====== SOURCE EXCERPT

Soup to Nutz is a daily comic strip drawn by Rick Stromoski. It centers on the Nutz family, particularly the three children in the family.

The comic launched in March 2000, went into reprints on March 5, 2018, and ended its run on May 28, 2018. It was syndicated by the Newspaper Enterprise Association.

Characters 
Roy Nutz: The patriarch of the Nutz family, a typical blue-collar working man. The short-tempered head of the Catholic household enjoys watching TV and drinking beer.
Pat Nutz: Roy's wife.
Roy Nutz, Jr., aka Royboy: The oldest of the three Nutz children. Huskily built, he is rather slow witted, overeats, and enjoys sports.
Babs Nutz: The middle of the three Nutz children is the only girl, and the smartest. She is able to manipulate both Royboy and Andrew to her advantage.

============

• CHALLENGE A: Reproduce the comic strip text between "Babs Nutz: The" and "to her advantage.", inclusive.
• CHALLENGE B: Summarize the comic strip text in two sentences.
• CHALLENGE C: In the comic strip text, which of the three Nutz children is the only girl?
The lines after the comic strip text are separate material.

====== GIVEN DATA

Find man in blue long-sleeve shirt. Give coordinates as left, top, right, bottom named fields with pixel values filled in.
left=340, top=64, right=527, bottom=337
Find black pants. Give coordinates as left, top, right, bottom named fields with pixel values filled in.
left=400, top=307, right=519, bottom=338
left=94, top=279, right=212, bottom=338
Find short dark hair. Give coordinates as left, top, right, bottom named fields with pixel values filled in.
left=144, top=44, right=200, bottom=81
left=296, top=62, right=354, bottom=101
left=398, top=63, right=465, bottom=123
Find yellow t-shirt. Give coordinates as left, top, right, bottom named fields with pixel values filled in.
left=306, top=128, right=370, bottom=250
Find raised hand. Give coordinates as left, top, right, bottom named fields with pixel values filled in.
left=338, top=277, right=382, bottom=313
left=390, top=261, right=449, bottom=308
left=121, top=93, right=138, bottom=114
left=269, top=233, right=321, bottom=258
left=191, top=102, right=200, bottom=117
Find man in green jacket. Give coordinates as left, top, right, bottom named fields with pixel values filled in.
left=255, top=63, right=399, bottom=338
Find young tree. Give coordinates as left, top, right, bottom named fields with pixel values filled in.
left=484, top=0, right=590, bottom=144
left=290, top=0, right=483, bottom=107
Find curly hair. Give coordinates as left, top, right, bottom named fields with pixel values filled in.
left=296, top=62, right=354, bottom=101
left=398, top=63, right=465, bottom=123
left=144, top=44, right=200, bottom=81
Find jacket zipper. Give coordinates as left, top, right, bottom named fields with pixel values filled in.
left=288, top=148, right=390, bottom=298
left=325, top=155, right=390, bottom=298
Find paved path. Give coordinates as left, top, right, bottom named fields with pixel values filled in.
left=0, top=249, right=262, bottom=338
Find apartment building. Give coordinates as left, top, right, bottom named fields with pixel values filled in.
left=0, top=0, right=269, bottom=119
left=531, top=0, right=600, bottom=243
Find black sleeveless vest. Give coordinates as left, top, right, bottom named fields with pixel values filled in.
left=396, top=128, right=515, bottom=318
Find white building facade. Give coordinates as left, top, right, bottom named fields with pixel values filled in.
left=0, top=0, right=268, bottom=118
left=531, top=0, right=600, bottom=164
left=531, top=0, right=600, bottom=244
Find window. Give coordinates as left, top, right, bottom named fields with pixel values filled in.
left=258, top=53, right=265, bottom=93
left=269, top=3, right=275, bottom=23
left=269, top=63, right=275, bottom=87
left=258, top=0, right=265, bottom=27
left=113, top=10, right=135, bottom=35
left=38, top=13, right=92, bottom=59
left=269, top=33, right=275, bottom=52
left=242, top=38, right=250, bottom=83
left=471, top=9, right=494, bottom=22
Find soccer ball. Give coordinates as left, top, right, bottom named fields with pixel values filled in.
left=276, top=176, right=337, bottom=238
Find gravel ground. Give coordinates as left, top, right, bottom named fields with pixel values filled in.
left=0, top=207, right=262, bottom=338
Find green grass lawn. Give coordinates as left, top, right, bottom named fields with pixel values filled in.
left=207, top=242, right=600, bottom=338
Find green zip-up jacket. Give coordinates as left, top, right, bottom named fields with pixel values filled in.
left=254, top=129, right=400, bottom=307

============

• WRITTEN ANSWER A:
Babs Nutz: The middle of the three Nutz children is the only girl, and the smartest. She is able to manipulate both Royboy and Andrew to her advantage.

• WRITTEN ANSWER B: Soup to Nutz is a daily comic strip drawn by Rick Stromoski that centers on the Nutz family, particularly its three children. Syndicated by the Newspaper Enterprise Association, it launched in March 2000, went into reprints on March 5, 2018, and ended on May 28, 2018.

• WRITTEN ANSWER C: Babs Nutz is the only girl.